Exercise brief » Write out the records beneath this line exactly as they appear, minus any images.

Source records »
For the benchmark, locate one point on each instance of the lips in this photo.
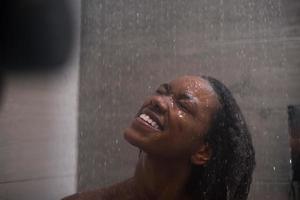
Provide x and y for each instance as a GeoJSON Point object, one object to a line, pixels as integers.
{"type": "Point", "coordinates": [151, 119]}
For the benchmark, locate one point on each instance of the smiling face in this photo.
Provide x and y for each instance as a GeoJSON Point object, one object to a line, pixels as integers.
{"type": "Point", "coordinates": [172, 122]}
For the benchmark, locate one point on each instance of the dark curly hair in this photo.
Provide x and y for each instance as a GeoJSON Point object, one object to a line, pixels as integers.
{"type": "Point", "coordinates": [228, 174]}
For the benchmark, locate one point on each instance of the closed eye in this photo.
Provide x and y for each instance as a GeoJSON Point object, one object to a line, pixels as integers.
{"type": "Point", "coordinates": [163, 89]}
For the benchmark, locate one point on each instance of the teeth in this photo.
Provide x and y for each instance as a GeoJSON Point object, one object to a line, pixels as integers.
{"type": "Point", "coordinates": [149, 120]}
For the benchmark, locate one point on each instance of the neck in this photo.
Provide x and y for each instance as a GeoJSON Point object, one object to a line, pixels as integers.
{"type": "Point", "coordinates": [161, 179]}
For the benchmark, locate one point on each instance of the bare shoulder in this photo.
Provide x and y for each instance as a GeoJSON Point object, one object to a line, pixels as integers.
{"type": "Point", "coordinates": [115, 192]}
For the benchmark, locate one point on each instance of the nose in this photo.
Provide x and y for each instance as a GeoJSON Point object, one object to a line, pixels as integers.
{"type": "Point", "coordinates": [159, 104]}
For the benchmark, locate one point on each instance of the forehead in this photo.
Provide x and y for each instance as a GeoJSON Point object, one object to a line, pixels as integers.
{"type": "Point", "coordinates": [197, 87]}
{"type": "Point", "coordinates": [193, 85]}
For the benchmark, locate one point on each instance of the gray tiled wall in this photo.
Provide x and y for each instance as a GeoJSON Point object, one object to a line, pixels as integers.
{"type": "Point", "coordinates": [131, 46]}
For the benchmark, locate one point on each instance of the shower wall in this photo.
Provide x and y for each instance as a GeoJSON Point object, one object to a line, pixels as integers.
{"type": "Point", "coordinates": [129, 47]}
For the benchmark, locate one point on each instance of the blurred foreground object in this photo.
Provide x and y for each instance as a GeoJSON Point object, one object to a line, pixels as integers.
{"type": "Point", "coordinates": [294, 130]}
{"type": "Point", "coordinates": [35, 35]}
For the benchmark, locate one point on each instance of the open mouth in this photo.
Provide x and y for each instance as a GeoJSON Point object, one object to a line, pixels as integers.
{"type": "Point", "coordinates": [150, 121]}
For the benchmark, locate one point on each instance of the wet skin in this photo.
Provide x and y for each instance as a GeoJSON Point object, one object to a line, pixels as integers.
{"type": "Point", "coordinates": [183, 110]}
{"type": "Point", "coordinates": [181, 113]}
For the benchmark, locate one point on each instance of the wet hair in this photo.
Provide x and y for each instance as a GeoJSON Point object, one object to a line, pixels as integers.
{"type": "Point", "coordinates": [228, 173]}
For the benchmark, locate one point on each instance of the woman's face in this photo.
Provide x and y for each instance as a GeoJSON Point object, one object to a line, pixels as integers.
{"type": "Point", "coordinates": [171, 123]}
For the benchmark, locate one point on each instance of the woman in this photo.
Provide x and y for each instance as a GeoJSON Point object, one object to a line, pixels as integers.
{"type": "Point", "coordinates": [194, 144]}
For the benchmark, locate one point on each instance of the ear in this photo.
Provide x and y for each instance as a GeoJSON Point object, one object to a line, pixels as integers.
{"type": "Point", "coordinates": [202, 155]}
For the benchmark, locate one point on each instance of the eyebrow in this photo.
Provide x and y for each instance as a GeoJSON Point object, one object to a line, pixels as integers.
{"type": "Point", "coordinates": [187, 95]}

Task response »
For the benchmark, locate one point on each instance of the lips in this photo.
Provide x and y for each instance as a GeoJSON Point object, one object to a line, pixels as integers.
{"type": "Point", "coordinates": [151, 119]}
For the benchmark, locate one point on each instance of the smiling face in this photo.
Provide x and y for each instance as a GeoJSON Point object, one object to a line, pixels as integers.
{"type": "Point", "coordinates": [172, 122]}
For the benchmark, locate one point on each instance of the dark curly hair in this photo.
Provide x and y for each instance as a GeoJSON Point object, one object to a line, pixels as integers.
{"type": "Point", "coordinates": [228, 174]}
For the benchmark, locate one point on each instance of the closed eye in this photo.
Provide x and y for each instance as a GeoJSON Point object, one object to a line, pixels as integers.
{"type": "Point", "coordinates": [163, 89]}
For the benchmark, locate one point on each instance of the teeth in this photo.
Provide x and y for each instance as a GeoJSON Point object, one object to a line, pixels as integers.
{"type": "Point", "coordinates": [149, 120]}
For the benchmark, locate one point on each instance of the neck in this photo.
Provide x and y for each instance as a GeoJSON Point object, one object to a line, pixels as integers.
{"type": "Point", "coordinates": [161, 179]}
For the benchmark, locate one point on each instance of the bare shoulder in this photo.
Provide x and y for each instance as a GeoJSON Point object, one object to a line, pixels as integers.
{"type": "Point", "coordinates": [115, 192]}
For the benchmark, locate one point on each instance of the nose in this photo.
Provide x and y for each instance as a GeoJSON Point object, one object to a line, pixels as integers.
{"type": "Point", "coordinates": [159, 104]}
For the benchmark, locate one point on each instance of the forehead in this photo.
Provide x and y for each instance as a GeoJSON Point object, one object to a line, pixels as integers.
{"type": "Point", "coordinates": [197, 87]}
{"type": "Point", "coordinates": [193, 85]}
For the benchmark, locate one point on each instance of the gray tiled wall in this photo.
Provide x and y for each instance as a GeoJSON Point object, one object to a line, pixels as integers.
{"type": "Point", "coordinates": [131, 46]}
For the benchmark, locate one point on each instance of the shower wall in this photo.
Provide x and y for each instance as a GeoJSON Point object, one object to a line, pixels as integers.
{"type": "Point", "coordinates": [129, 47]}
For the benchmark, locate one point on each instance of the blurred foreground object in this photo.
Provide x and y for each instance as a GeoJSON Point object, one object to a line, pixels as integers.
{"type": "Point", "coordinates": [294, 130]}
{"type": "Point", "coordinates": [35, 35]}
For the benchmark, locate one point on each instance of the open mouth in this photo.
Provide x and y for each instance as a GeoJSON Point object, one object to a line, pixels as integers.
{"type": "Point", "coordinates": [150, 121]}
For the benchmark, locate one point on each instance of the wet skin in this photo.
Provide x and y for each instance as a GeoJSON Point object, one object to a line, pixels as integers.
{"type": "Point", "coordinates": [183, 110]}
{"type": "Point", "coordinates": [181, 113]}
For the benchmark, locate one point on each instance of the wet hair in this photo.
Provide x and y for each instance as a GeoJSON Point object, one object to a line, pixels as integers.
{"type": "Point", "coordinates": [228, 173]}
For the benchmark, locate one point on each instance of the woman's face in this photo.
Provide x and y for each instance as a GeoJSON Point object, one object to a line, pixels as integers.
{"type": "Point", "coordinates": [171, 123]}
For the benchmark, locate one point on each instance of the woman in this photo.
Provide x and y for each instance as a GeoJSON Point object, one object to a line, pixels as integers.
{"type": "Point", "coordinates": [194, 144]}
For the benchmark, locate one point on each instance of the ear in this photo.
Provide x and y for each instance as a GeoJSON Point object, one object to a line, pixels as integers.
{"type": "Point", "coordinates": [202, 155]}
For the benchmark, locate one point on each instance of the eyebrow in this photo.
Provide x and y for each instance as a GeoJSON Point object, one object to a line, pixels as integers.
{"type": "Point", "coordinates": [187, 95]}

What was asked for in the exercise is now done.